Description of the task:
Quote all of the entries word for word.

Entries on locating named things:
================================

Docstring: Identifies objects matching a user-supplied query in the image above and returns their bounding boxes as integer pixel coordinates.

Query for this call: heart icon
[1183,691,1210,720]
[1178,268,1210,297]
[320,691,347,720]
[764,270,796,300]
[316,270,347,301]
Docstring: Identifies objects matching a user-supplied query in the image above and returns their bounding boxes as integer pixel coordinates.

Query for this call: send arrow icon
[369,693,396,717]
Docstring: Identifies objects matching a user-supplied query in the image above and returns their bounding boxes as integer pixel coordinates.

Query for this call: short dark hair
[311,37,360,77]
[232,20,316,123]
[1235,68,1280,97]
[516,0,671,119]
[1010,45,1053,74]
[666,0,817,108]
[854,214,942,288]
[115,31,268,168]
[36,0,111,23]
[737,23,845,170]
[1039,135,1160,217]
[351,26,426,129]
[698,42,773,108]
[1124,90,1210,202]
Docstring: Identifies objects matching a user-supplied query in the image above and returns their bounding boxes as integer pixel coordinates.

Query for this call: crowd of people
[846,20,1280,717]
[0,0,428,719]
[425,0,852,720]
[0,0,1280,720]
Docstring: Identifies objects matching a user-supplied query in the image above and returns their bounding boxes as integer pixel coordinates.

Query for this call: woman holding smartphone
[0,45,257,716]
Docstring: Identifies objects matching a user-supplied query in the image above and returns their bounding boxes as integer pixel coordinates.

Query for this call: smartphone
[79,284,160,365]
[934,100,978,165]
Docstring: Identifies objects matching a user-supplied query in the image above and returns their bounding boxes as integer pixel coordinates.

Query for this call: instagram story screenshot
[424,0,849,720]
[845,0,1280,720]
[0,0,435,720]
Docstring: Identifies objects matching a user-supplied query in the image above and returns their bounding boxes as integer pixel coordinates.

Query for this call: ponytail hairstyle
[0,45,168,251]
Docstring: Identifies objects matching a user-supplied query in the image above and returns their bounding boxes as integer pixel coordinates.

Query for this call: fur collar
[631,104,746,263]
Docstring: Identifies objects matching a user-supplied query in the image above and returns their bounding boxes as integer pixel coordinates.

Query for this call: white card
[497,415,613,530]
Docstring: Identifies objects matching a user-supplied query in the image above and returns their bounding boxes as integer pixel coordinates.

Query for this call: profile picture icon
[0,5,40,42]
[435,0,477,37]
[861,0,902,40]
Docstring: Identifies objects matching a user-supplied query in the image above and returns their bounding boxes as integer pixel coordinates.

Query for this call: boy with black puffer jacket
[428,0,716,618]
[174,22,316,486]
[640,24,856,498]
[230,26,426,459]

================================

Reply to the exercise:
Docstring: Identifies objects matching a user-supplied query in the image above and returns their bounding boxes as integer pixel coordinates.

Query for this call: heart icon
[1183,691,1210,720]
[1178,268,1210,297]
[320,691,347,720]
[764,270,796,300]
[316,270,347,301]
Docstring: Identifies objects matching a user-supplied query in the image above and returns their bounding boxes as integer pixel coordinates.

Query for this call: send arrow icon
[369,693,396,717]
Docstring: Identifies objects matching a user-supplied query in the image above and returns their bounding boxes as integer pixel coordinates.

Query for this call: short dark hair
[311,37,360,77]
[232,20,316,123]
[1235,68,1280,97]
[516,0,671,119]
[1010,45,1053,74]
[666,0,817,108]
[854,214,942,288]
[115,31,268,168]
[36,0,111,23]
[737,23,845,170]
[1039,135,1160,217]
[351,26,426,129]
[698,42,773,108]
[1124,90,1210,202]
Docstring: Identifies objects matching a user-supplied query in the image above and returns their bounding boxes as integer pixel coordinates.

Query for this call: crowd of people
[846,20,1280,717]
[0,0,428,719]
[425,0,852,720]
[0,0,1280,720]
Docstring: Identifies objects matching a user-supplied query in the image above and returns their bounding boxes as integer pixel coordinates.

Query for this call: woman holding smartphone
[0,45,257,716]
Docstring: Identifies objects matching a user-supplied query in the image above and returns their bounding boxes as integer pixel coordinates.

Query for this call: smartphone
[79,284,160,365]
[934,100,978,165]
Docstring: Identifies objects matching a user-supplied query in the image above and returns their bounding boxes as integer pixel coordinates.

Query for this call: instagram story screenshot
[424,0,849,720]
[845,0,1280,720]
[0,0,435,720]
Docstring: Identifies objects matching a user-supplied query in the image above and returns their bounding boxes as integer pixel coordinates.

Query for this call: ponytail hairstyle
[0,45,168,251]
Docstring: Identifies objects matching a user-supplied query in the image above and returns their bounding boxes as integer pixel coordinates.

Query for this call: fur collar
[631,104,746,263]
Docstring: Identifies objects matching a user-supplied query in the image above and returns their bounding boxes as integer pixel coordinates.

Query for this call: white card
[497,415,613,530]
Docstring: Identifies objects matching a user-supplied query in the image above and returns their bounding boxes as integer pixel coordinates.

Query for this call: profile picture icon
[0,5,40,42]
[435,0,477,37]
[861,0,902,40]
Docstring: Identifies objects matching a user-supplied query in the image above and returns their bounding boxes as integer pixel coordinates.

Query for this call: boy with black puffer jacket
[428,0,716,618]
[174,22,316,486]
[640,24,856,498]
[230,26,426,459]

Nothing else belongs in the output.